* [Work request]: What follows is a set of entries. Repeat them exactly, but not their pictures.

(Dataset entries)
Content starts

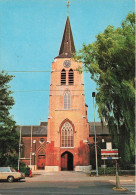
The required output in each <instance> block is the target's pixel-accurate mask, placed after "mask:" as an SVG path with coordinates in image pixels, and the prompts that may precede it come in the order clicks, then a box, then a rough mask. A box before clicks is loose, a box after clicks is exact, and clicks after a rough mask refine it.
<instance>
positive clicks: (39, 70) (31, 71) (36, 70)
mask: <svg viewBox="0 0 136 195" xmlns="http://www.w3.org/2000/svg"><path fill="white" fill-rule="evenodd" d="M72 70H73V71H78V70H74V69H72ZM61 71H62V70H38V71H37V70H35V71H33V70H28V71H25V70H21V71H16V70H11V71H6V72H8V73H31V72H61ZM65 71H69V70H65ZM78 72H79V71H78Z"/></svg>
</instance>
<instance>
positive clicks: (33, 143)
mask: <svg viewBox="0 0 136 195" xmlns="http://www.w3.org/2000/svg"><path fill="white" fill-rule="evenodd" d="M33 144H35V153H34V170H35V156H36V140H33Z"/></svg>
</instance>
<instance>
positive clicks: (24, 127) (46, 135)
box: [17, 122, 109, 137]
mask: <svg viewBox="0 0 136 195" xmlns="http://www.w3.org/2000/svg"><path fill="white" fill-rule="evenodd" d="M95 129H96V134H97V135H109V130H108V127H107V126H106V125H104V126H103V127H102V125H101V122H95ZM17 131H18V132H20V127H19V126H18V127H17ZM21 134H22V136H24V137H30V136H31V126H22V130H21ZM32 135H33V136H37V137H40V136H47V122H41V124H40V125H39V126H32ZM93 135H94V122H89V136H93Z"/></svg>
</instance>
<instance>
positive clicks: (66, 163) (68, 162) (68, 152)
mask: <svg viewBox="0 0 136 195" xmlns="http://www.w3.org/2000/svg"><path fill="white" fill-rule="evenodd" d="M61 171H73V154H72V153H70V152H64V153H63V154H62V155H61Z"/></svg>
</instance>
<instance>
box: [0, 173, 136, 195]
mask: <svg viewBox="0 0 136 195" xmlns="http://www.w3.org/2000/svg"><path fill="white" fill-rule="evenodd" d="M120 181H121V183H122V184H123V185H127V186H126V187H127V189H128V190H129V189H130V191H128V190H127V191H125V192H118V191H113V190H112V188H113V187H115V176H105V177H90V176H88V175H86V174H84V173H77V172H58V173H43V174H42V175H36V176H34V177H32V178H26V179H25V180H24V181H23V180H22V181H21V182H13V183H8V182H0V195H2V194H9V195H10V194H19V195H23V194H47V195H48V194H49V195H56V194H59V195H62V194H63V195H66V194H68V195H69V194H70V195H72V194H73V195H75V194H76V195H78V194H79V195H80V194H83V195H87V194H90V195H95V194H97V195H105V194H107V195H110V194H119V195H120V194H122V195H124V194H135V193H134V192H132V191H133V190H134V189H132V188H129V187H132V185H133V187H134V177H133V176H128V177H121V178H120ZM129 185H131V186H129Z"/></svg>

Content ends

* [Expected answer]:
The required output in each <instance> block is the target's pixel-accurate mask, placed after "mask:" as an SVG path with coordinates in image pixels, and the prompts that may precede it come in the order clicks, then a box, then a rough mask. A box before clicks is loose, a box after clicks is exact, and clicks after a rough mask refine it.
<instance>
positive clicks: (39, 70) (31, 71) (36, 70)
mask: <svg viewBox="0 0 136 195" xmlns="http://www.w3.org/2000/svg"><path fill="white" fill-rule="evenodd" d="M72 70H73V71H78V70H74V69H72ZM61 71H62V70H38V71H37V70H35V71H33V70H28V71H25V70H21V71H16V70H11V71H6V72H8V73H31V72H61ZM65 71H69V70H65ZM78 72H79V71H78Z"/></svg>
</instance>
<instance>
positive clicks: (33, 143)
mask: <svg viewBox="0 0 136 195" xmlns="http://www.w3.org/2000/svg"><path fill="white" fill-rule="evenodd" d="M33 144H35V153H34V170H35V156H36V140H33Z"/></svg>
</instance>
<instance>
positive clicks: (24, 127) (46, 135)
box: [17, 122, 109, 137]
mask: <svg viewBox="0 0 136 195" xmlns="http://www.w3.org/2000/svg"><path fill="white" fill-rule="evenodd" d="M95 129H96V134H97V135H109V130H108V127H107V126H106V125H104V126H103V127H102V125H101V122H95ZM17 131H18V132H20V127H19V126H18V127H17ZM21 134H22V136H24V137H30V136H31V126H22V130H21ZM32 135H33V136H37V137H40V136H47V122H41V124H40V125H39V126H32ZM93 135H94V122H89V136H93Z"/></svg>
</instance>
<instance>
positive clicks: (66, 163) (68, 162) (68, 152)
mask: <svg viewBox="0 0 136 195" xmlns="http://www.w3.org/2000/svg"><path fill="white" fill-rule="evenodd" d="M61 171H73V154H72V153H70V152H64V153H63V154H62V155H61Z"/></svg>
</instance>
<instance>
box: [0, 173, 136, 195]
mask: <svg viewBox="0 0 136 195" xmlns="http://www.w3.org/2000/svg"><path fill="white" fill-rule="evenodd" d="M120 181H121V183H122V184H123V185H127V186H126V187H127V189H128V190H129V189H130V191H128V190H127V191H125V192H118V191H113V190H112V188H113V187H115V176H105V177H90V176H88V175H86V174H84V173H77V172H58V173H43V174H42V175H36V176H34V177H32V178H26V179H25V180H24V181H23V180H22V181H21V182H13V183H8V182H0V195H2V194H9V195H10V194H19V195H23V194H47V195H48V194H49V195H56V194H59V195H62V194H63V195H66V194H68V195H69V194H70V195H72V194H73V195H75V194H76V195H78V194H79V195H80V194H83V195H87V194H90V195H95V194H97V195H105V194H107V195H110V194H119V195H120V194H122V195H124V194H135V193H134V192H132V191H133V190H134V189H132V188H129V187H132V185H133V187H134V177H133V176H128V177H121V178H120ZM129 185H131V186H129Z"/></svg>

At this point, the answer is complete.